_REQUIREMENT_. Pick up the review of the short film Medicine Men after its last sentence and keep writing it.

_SELECTED TEXT_.
::::
Directed by Freddy Lond Starring Alexander Nima and Nicolas Dillen Short Film Review by Monica Jowett

Medicine Men is a short film which follows Said and Franco, two young men who rob pharmacy stores and then sell the stolen medicine from the trunk of their car. But one normal day takes a turn for the worse and a nightmare for the two men begins. Written and directed by Freddy Lond, the film depicts a powerful message about friendship.

Said (Alexander Nima) and Franco (Nicolas Dillen) have a close but volatile relationship, mainly due to Franco’s drug use, and each of them have their own personal reasons for robbing drug stores as a way to make money. Nima and Dillen give great performances in the respective roles. They act aggressive and show a lot of attitude, a typical stance of young men who are in over their heads in a gangster and drug filled world.

Said is the more sympathetic character of the two, who has a father to support, and even when he acts out violently it feels justified. On the other hand Franco is reckless and childish, yet his flaws seem hard to punish.
::::
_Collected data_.
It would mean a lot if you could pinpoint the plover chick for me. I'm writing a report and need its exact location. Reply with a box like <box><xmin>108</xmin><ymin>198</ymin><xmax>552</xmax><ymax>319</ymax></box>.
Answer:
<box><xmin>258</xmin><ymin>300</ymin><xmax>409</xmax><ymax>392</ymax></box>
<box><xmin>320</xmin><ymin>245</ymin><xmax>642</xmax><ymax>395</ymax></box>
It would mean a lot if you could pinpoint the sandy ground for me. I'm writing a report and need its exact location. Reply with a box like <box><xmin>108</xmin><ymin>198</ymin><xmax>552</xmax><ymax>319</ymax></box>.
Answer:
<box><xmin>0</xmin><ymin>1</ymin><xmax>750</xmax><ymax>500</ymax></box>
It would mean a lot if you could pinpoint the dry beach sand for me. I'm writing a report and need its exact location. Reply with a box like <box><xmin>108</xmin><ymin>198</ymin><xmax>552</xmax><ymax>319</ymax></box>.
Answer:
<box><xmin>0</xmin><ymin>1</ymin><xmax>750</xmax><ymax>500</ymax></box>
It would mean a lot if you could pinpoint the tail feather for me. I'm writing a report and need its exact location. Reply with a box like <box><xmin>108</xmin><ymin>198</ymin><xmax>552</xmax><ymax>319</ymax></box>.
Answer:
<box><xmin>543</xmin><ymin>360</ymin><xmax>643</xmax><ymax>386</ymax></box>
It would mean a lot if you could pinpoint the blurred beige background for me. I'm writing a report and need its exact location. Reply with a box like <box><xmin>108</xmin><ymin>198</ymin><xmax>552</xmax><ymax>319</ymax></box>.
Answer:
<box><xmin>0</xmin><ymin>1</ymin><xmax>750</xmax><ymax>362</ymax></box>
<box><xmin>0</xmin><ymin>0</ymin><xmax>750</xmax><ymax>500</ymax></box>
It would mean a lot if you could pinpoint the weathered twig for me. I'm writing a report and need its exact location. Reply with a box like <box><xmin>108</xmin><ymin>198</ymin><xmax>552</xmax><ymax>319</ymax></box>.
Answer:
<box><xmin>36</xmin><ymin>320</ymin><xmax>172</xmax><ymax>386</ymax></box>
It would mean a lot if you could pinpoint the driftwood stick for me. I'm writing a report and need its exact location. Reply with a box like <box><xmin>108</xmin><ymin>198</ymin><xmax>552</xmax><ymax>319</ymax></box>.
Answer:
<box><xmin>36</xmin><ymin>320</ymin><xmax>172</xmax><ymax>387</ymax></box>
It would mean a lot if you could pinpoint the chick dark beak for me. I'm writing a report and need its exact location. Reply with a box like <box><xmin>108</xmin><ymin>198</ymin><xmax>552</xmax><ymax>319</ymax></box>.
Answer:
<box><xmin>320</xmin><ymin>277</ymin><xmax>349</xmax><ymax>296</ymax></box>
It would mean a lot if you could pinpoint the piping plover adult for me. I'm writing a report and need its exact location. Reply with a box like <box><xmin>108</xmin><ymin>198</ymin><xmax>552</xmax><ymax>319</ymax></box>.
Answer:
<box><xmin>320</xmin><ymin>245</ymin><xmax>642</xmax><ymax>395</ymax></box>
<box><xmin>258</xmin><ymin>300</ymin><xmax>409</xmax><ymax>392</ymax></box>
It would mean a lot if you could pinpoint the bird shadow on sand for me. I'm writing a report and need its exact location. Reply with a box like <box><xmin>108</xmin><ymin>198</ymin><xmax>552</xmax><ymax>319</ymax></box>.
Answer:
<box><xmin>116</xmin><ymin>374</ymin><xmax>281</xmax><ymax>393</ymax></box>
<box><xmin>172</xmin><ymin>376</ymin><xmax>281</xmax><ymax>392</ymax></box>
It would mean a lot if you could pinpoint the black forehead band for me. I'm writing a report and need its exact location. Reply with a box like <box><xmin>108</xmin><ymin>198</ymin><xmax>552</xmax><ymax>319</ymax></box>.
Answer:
::::
_RESULT OF THIS TASK_.
The cinematography in Medicine Men makes it stand out. The pink-coloured, hazy filters give it a sun soaked feel, as if the bright weather is adding to the heightened tension between the two leads. The frequent close ups of the characters provide an intimacy with them, which is needed as it is hard to feel for the young men who rob pharmacies and take drugs. The smooth editing delivers a professional cut to the film and creates the right amount of pace to keep you interested in the story as it unfolds.

The music, from composer Heldur Maripuu, is the highlight of this short film. Dance and techno vibes fit in with the sunny, hazy cinematography style and the fast paced lives Said and Franco lead, and cutting between the music to nothing, just the sound of someone rolling up a bank note to snort drugs through, quickly grabs your attentions.

A shrewdly produced short film about these young men keeps you involved in the journey of Said and Franco and leaves you wanting to know more. Lond has crafted an intelligent film and it will be interesting to see where his next projects take him.